WHAT THE TASK REQUIRES — Rewrite the zkML passage from the words "We developed Expander, the" through "for zkML implementations.", switching "transformative" to "major".

DOCUMENT SEGMENT —

Performance Limitations: Current proving systems like Halo2, when applied to models such as nanoGPT and GPT-2, achieve only sub-hundred parameters per second even on high-performance servers. This falls significantly short of practical requirements for real-world applications, where modern ML models contain billions of parameters. This performance gap represents a critical barrier to deploying zkML solutions at scale.
Developer Accessibility: The current ecosystem requires developers to write customized circuits for ML models, demanding expertise in both cryptography and specialized programming languages. This steep learning curve presents a significant barrier to widespread adoption.

These challenges underscore the importance of our continued work in advancing zkML technologies, particularly in developing more efficient proving systems and creating more developer-friendly tools and frameworks.

Our Solutions

Expander

We developed Expander, the world’s fastest ZK prover, implementing the next generation GKR protocol. With Expander we achieved an unprecedented 2.16 million Poseidon hashes per second on an AMD Ryzen 7950X3D and scales up to 16M hashes per second on 256-core server hardware [13]. This represents a transformative advancement for zkML implementations.

The performance breakthroughs are remarkable: we can prove VGG-16 with 15.2 million parameters in around 2 seconds on a single core CPU. We can also prove Llama-3 with 8 Billion parameters in around 2.7 hours on a single core CPU. Amortized, we can prove 0.8 million parameters per second, that is 4 orders of magnitude faster than any number previously reported as shown in the table below.

SOURCE MATERIAL —
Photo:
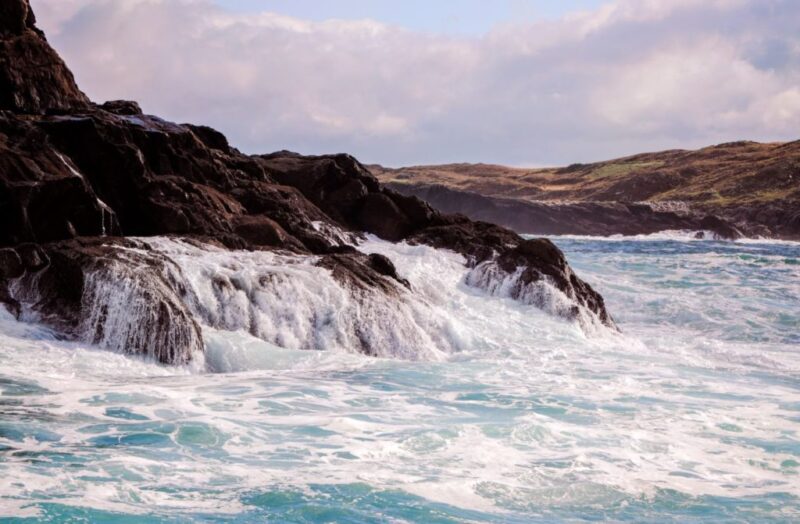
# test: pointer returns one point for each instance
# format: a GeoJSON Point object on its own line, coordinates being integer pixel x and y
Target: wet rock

OUTPUT —
We developed Expander, the world’s fastest ZK prover, implementing the next generation GKR protocol. With Expander we achieved an unprecedented 2.16 million Poseidon hashes per second on an AMD Ryzen 7950X3D and scales up to 16M hashes per second on 256-core server hardware [13]. This represents a major advancement for zkML implementations.